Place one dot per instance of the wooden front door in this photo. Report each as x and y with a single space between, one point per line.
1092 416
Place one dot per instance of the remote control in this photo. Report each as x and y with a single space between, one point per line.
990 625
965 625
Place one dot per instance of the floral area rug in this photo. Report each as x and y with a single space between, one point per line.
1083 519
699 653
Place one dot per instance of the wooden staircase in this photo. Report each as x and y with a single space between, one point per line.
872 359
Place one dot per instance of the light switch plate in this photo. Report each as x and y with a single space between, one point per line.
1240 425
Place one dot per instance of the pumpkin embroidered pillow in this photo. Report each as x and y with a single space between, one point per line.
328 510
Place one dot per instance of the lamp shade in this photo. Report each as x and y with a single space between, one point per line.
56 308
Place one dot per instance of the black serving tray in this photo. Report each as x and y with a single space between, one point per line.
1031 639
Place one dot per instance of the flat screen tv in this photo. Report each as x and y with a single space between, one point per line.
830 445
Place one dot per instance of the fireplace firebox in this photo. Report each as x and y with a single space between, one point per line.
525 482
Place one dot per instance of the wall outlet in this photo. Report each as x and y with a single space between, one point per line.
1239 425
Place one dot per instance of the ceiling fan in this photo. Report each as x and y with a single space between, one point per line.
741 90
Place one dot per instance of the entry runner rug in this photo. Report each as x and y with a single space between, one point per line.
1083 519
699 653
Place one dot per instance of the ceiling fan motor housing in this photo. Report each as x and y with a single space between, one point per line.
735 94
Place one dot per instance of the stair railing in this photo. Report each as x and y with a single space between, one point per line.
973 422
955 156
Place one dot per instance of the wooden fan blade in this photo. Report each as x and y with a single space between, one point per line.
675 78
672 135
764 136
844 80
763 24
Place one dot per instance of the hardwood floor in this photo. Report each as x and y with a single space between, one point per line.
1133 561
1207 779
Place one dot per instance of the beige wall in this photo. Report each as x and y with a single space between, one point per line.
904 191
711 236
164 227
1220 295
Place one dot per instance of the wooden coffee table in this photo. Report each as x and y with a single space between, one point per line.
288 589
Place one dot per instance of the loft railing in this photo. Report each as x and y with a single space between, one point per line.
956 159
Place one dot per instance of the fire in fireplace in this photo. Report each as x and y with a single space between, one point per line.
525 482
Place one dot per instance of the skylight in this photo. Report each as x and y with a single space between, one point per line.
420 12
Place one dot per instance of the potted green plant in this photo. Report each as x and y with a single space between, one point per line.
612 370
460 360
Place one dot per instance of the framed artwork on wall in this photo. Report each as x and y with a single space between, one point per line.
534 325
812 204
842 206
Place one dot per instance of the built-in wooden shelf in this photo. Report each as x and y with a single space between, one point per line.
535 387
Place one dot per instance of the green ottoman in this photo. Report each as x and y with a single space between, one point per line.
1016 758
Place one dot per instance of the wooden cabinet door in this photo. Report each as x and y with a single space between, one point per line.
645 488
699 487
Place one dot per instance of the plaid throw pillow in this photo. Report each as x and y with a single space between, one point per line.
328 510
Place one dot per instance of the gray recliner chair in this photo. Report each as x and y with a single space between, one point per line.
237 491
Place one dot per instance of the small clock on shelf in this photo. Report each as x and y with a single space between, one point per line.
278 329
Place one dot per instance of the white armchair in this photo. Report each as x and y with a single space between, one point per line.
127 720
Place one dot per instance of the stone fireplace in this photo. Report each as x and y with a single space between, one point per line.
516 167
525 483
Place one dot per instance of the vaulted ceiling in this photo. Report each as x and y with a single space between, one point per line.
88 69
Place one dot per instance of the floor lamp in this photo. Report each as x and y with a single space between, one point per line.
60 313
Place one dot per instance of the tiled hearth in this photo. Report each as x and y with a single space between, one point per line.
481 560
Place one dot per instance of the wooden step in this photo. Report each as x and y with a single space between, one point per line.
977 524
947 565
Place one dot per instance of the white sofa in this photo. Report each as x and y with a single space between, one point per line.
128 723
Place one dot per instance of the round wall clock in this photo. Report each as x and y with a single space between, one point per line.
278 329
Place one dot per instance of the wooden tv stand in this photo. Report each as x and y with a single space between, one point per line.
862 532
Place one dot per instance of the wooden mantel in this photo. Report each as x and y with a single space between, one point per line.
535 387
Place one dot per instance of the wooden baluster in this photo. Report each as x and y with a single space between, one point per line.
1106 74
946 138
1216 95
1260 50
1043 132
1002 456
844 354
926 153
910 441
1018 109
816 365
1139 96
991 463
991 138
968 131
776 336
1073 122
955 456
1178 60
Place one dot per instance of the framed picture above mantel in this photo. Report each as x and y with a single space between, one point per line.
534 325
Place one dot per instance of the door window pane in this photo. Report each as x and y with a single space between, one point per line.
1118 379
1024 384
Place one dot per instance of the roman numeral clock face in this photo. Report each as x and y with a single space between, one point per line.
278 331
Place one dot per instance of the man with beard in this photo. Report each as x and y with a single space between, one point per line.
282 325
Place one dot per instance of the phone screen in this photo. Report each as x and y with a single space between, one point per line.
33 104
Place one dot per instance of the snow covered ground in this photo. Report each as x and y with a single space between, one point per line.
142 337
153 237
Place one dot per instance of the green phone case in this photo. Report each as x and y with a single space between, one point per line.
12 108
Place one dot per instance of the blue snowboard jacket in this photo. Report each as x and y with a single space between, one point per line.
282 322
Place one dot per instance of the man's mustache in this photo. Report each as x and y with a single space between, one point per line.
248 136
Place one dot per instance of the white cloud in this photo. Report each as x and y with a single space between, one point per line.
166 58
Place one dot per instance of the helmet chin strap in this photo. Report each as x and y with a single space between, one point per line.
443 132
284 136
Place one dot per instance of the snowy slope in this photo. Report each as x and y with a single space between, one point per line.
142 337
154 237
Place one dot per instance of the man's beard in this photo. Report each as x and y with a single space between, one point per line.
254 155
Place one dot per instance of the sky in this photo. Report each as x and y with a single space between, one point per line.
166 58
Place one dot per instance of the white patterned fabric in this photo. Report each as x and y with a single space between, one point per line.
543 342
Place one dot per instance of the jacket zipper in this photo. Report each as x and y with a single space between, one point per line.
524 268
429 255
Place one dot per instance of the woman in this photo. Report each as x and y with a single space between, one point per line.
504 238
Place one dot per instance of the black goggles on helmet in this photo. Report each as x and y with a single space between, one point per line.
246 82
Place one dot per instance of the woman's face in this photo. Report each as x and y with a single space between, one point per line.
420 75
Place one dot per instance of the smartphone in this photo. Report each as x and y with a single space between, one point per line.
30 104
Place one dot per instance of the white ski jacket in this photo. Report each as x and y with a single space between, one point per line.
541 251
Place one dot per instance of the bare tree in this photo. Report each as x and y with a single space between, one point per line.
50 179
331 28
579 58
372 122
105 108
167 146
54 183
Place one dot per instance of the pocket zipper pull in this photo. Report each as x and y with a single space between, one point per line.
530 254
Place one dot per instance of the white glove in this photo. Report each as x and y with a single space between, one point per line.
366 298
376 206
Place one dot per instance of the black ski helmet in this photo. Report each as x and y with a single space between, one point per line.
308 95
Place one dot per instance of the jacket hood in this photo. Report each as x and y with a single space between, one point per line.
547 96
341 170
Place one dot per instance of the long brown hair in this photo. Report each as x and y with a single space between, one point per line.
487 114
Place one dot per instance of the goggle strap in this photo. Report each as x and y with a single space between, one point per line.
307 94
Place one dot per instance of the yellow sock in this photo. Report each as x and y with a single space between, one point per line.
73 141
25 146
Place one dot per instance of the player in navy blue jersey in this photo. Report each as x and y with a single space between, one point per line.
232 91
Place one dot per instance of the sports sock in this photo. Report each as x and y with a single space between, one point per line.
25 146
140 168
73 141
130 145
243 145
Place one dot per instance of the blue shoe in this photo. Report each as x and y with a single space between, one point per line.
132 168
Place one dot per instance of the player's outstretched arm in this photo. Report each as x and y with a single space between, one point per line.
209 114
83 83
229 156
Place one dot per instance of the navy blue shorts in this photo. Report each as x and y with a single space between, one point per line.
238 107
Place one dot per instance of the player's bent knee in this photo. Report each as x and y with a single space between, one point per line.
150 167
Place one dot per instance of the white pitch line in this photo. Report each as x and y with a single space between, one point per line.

::::::::::

Work to complete — Begin at the line containing "Place one dot per instance of the jacket hood" and reproduce each line through the end of the records above.

Right answer —
Place one dot per instance of the jacket hood in this photo. Report each as x and y with a single space between, one point per line.
547 96
341 170
Place one dot per instance of the long brown hair in this photo. Report each as x and y with a single space between, one point per line.
487 114
Place one dot per instance of the goggle strap in this photo. Report each as x and y with a single space between, one point per line.
307 94
Place one dot per instance of the yellow sock in this photo. Report each as x and y with a single space between, one point per line.
73 141
25 146
Place one dot per instance of the player in navy blue jersey in this photo. Report each as x and y with a single space between, one point per line.
232 91
Place one dot per instance of the sports sock in this photo. Report each as x and y with a single space between, one point per line.
25 146
140 168
73 141
130 145
243 145
Place one dot per instance of the blue shoe in this photo. Report each as x and y with a single space between, one point per line.
132 168
Place one dot per instance of the player's outstretched arm in this photo. Report each as x and y with a single space between, one point per line.
209 114
83 83
229 156
Place one dot per instance of the navy blue shorts in this photo. Report each as x and y with a single space between, one point per line.
238 107
Place one dot per instance of the player's bent knee in this photo. Report each as x and y with a single space between, one point per line.
150 167
Place one dot per instance of the white pitch line in this photo. Report each as x and y with a single space between, one point per line.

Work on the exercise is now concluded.